[Entries for labeling image locations]
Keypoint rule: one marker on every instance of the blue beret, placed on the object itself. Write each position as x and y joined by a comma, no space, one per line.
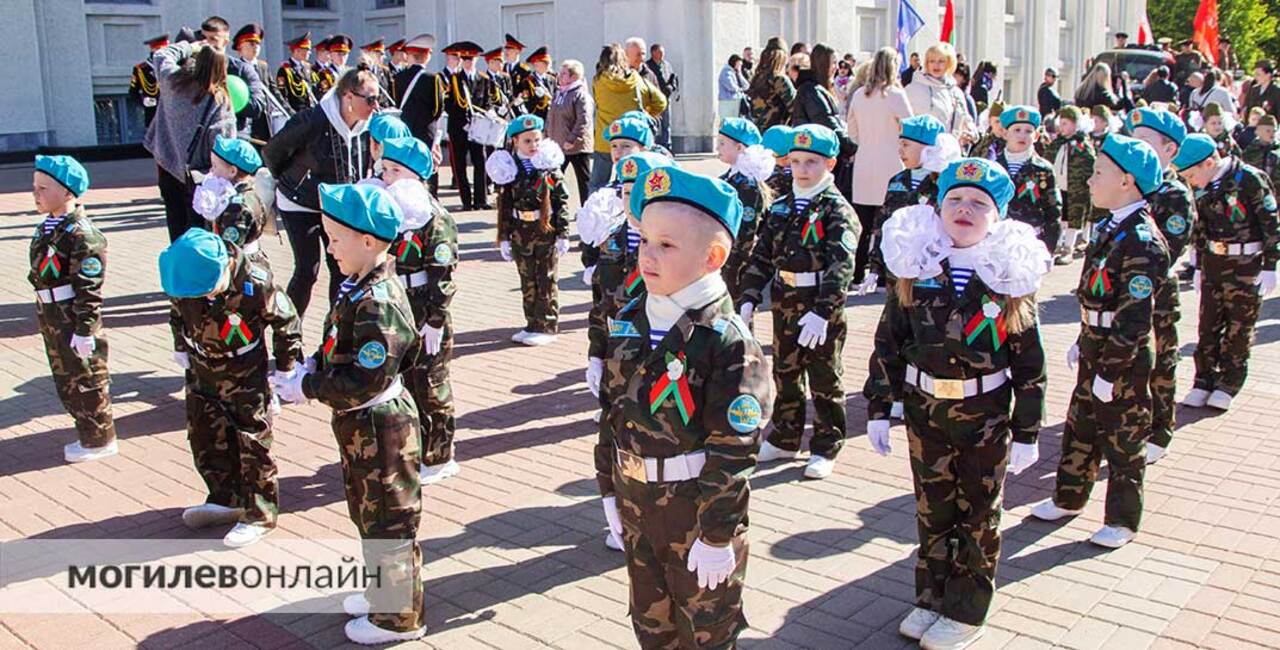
923,129
630,168
740,129
1019,114
65,170
1162,122
1134,158
193,264
777,138
712,196
1194,150
383,127
365,209
814,140
979,173
238,152
522,124
410,152
630,127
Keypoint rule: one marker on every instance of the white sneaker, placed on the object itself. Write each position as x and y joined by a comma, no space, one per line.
434,474
1196,398
210,515
361,631
769,453
918,622
245,534
1112,536
1048,511
818,467
950,635
76,453
1220,401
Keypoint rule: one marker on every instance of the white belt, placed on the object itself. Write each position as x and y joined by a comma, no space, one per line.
1234,248
414,279
55,294
662,470
955,388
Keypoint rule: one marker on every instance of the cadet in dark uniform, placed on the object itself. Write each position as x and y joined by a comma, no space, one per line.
1110,412
222,305
689,392
68,265
804,253
959,338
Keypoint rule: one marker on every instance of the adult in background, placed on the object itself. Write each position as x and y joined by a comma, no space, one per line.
325,143
570,123
192,110
873,123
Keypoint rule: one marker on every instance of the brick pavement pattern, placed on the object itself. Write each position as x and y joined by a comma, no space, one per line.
513,544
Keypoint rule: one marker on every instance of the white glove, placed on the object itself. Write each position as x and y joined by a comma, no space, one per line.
1102,389
432,338
713,563
813,330
83,346
594,374
877,434
1022,456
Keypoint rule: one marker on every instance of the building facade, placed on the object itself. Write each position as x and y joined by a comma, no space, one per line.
71,59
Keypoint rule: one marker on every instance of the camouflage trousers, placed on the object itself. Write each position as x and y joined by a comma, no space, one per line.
1228,316
796,367
668,609
379,453
83,385
959,483
1114,430
229,431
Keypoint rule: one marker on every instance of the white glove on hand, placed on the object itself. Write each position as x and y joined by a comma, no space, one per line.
713,564
83,346
594,374
877,434
432,338
1022,456
1102,389
813,330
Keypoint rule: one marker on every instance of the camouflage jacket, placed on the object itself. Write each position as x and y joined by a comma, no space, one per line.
432,250
1238,209
1123,268
821,238
369,337
73,253
1037,201
933,334
718,404
238,317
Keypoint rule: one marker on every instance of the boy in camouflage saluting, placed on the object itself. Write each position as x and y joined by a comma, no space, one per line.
222,305
369,339
68,265
804,252
689,392
1235,243
1110,411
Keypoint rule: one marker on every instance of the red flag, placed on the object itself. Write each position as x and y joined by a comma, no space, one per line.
1205,35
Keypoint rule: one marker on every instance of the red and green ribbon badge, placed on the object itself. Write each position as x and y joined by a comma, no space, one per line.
991,319
236,328
673,384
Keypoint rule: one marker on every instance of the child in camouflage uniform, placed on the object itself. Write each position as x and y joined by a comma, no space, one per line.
68,265
960,337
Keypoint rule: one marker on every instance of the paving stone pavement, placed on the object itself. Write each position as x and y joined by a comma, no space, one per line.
513,544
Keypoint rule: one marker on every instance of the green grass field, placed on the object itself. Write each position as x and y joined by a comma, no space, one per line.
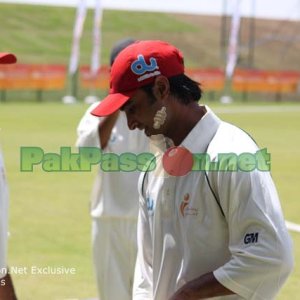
49,215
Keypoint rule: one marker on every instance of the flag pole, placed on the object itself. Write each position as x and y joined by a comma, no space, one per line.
232,52
73,71
96,52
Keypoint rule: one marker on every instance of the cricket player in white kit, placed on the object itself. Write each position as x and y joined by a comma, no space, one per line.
114,207
6,286
211,233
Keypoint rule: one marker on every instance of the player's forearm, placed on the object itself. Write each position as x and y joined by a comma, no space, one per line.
105,128
7,291
205,286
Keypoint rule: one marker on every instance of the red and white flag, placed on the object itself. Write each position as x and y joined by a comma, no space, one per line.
233,45
77,33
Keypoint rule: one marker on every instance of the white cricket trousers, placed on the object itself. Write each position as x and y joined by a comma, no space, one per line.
114,253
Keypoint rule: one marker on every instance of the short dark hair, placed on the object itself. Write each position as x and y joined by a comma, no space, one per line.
185,89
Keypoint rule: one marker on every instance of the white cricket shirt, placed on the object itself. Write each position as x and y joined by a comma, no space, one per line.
3,218
182,233
114,194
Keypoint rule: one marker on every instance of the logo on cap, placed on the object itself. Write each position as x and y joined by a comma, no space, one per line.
140,67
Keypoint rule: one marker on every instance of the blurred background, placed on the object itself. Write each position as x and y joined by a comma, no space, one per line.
245,50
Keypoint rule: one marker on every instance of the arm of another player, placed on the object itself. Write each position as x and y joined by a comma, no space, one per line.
93,131
205,286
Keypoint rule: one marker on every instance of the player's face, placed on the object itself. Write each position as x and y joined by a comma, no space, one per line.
140,111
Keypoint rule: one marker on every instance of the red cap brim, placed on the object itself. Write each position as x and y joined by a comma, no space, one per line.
7,58
111,104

*Work to be completed*:
Extract every line of the data above word for word, leaving out the pictures.

*Result of this exercise*:
Keypoint rule: one marker on every instance of the blue beret, placed on the object itself. Write each position as x and y joined by a comma, no space, one per line.
923,129
630,168
740,129
1019,114
65,170
1162,122
1134,158
193,264
777,138
712,196
1194,150
383,127
365,209
814,140
979,173
238,152
522,124
410,152
630,127
Keypoint rule: one marker on every instance of the white sneaker, placed on the object itself. Write each position as x and y joined by a comma, no space, one per line.
434,474
1196,398
210,515
361,631
769,453
918,622
245,534
1112,536
1048,511
818,467
950,635
76,453
1220,401
Keypoint rule: one marker on every instance of the white belt, placed on the object itself. Write each position as x and y joined by a comma, no space, one per line.
1234,248
414,279
55,294
662,470
955,388
Keypoint rule: one marker on every instance of the cadet in dark uniform, placed on the object itself. Write each position as x and y joined by a comma, no space, one per line.
1110,412
222,305
689,392
68,265
804,253
959,338
Keypoint rule: one marker on every instance of the adult in background, placed on the object itself. Write each position as x and y joined by a comma, no space, one per line.
325,143
570,123
192,110
873,123
Keypoint rule: one marker on every instance of the brick pavement pattern, placed on the object itself. Write each position as x and y joined by a comma, no space, one per line.
513,544
Keypoint rule: one marker on every instance of the white glove, placed on the object itself. Write each position as x and y joined by a comma, no space, one per line.
1102,389
432,338
713,563
813,330
83,346
594,374
877,434
1022,456
Keypoint rule: one marker on every instance of the building facade, placed on the object itself. Write each position as x and y joined by a comma, no space, one per line.
71,59
Keypoint rule: one marker on every instance of the camouflage trousers, placed on the object itself. Write each position as x and y joined by a comma, no space, one per line.
1228,316
796,367
668,609
379,453
83,385
959,483
1114,430
229,431
Keypoint rule: one marker on every instance of the white glove on hand, placed on the object itself. Write each position as x and y joined by a comma, no space, one per line.
713,564
83,346
594,374
877,434
432,338
1022,456
1102,389
813,330
Keypoint rule: one marker on every instance of the camouflage jacket, placed on the object itself. Write each position as x and y joined by a comma, no space, one per line.
432,250
1238,209
1123,268
821,238
369,337
73,253
1037,201
933,334
718,404
238,317
Keypoint rule: one marker on every instance of the boy in camouflage saluting, placed on the object itself. Write each position as x and y joined by a comma, no space, one per line.
222,305
369,339
68,265
804,252
689,392
1235,243
1110,411
Keypoint rule: one marker on every instance of the red flag, placed on the object itself. Write each position as x and y joined by a comma, no space, one per line.
1205,35
Keypoint rule: one marker on every instance of the red and green ribbon badge, placed on the object itself. Write each position as x and y joined by a comma, no space, one per line.
991,319
236,328
673,384
Keypoint rule: one marker on every instance of the child in camouflage uniform, placed on the object itself. Write each position as x and y joined by a comma, no space, one per line.
68,265
960,337
Keypoint rule: one marker on every instance of the paving stone pavement, placed on the object itself. Write each position as x and y joined by a comma, no space, one per line.
513,544
Keypoint rule: one marker on every instance of the green grass field, placed on the object itself. Write each position as x and y joined by a comma, no space, one per line.
49,215
Keypoint rule: one marker on every instance of the flag pole, placed on the object itself. Write each position as x and y joined by a comma, no space, one per line.
232,52
73,71
96,52
Keypoint rule: one marker on every instance of the cricket player in white kit, placed on the object itself. Write each position as x and y joined by a comma, no space, one per line.
114,207
6,286
211,233
Keypoint rule: one marker on every instance of the player's forearm, placed on the object itself. Write each position as x and y joined by a comma, no space, one per line.
105,128
7,291
205,286
Keypoint rule: one marker on every instance of the red and white flag, placed on the object itself. Write each position as x and y joined by a comma, no space, one per line.
233,45
77,33
Keypoint rule: one marker on every instance of the white cricket trousers, placed on the object itself. Write each position as x and y joined by a comma, no space, one per line.
114,253
Keypoint rule: one marker on every instance of the short dark hair, placed on the object itself. Write each position as x and y joined by a comma, no space, one per line.
185,89
Keypoint rule: one marker on every instance of the white cricket shirt, placed on the object itself. Write each position as x and y joined by a comma, no space, one per line.
3,218
182,233
114,194
Keypoint rule: one marker on every instance of the logo on cap, placed on the object itself. Write each position as x and y joined by a comma, no space, one per line.
140,67
Keypoint rule: one marker on every instance of the blurred background, placed on the object itself. Write each position as x and y joined by a comma, no space, one per line.
245,50
Keypoint rule: one marker on every instance of the arm of another player, placed on the object itself. Write each position as x and y joined by a comma, no space, one per line.
93,131
205,286
Keypoint rule: one marker on every instance of the player's face, placed on the object itself. Write each position as x and y joined by a comma, no space, one per line.
140,111
Keypoint rule: one marker on every instance of the red cap brim, placed on the object itself. Write each position as x and y joined by a comma, no space, one per line.
7,58
111,104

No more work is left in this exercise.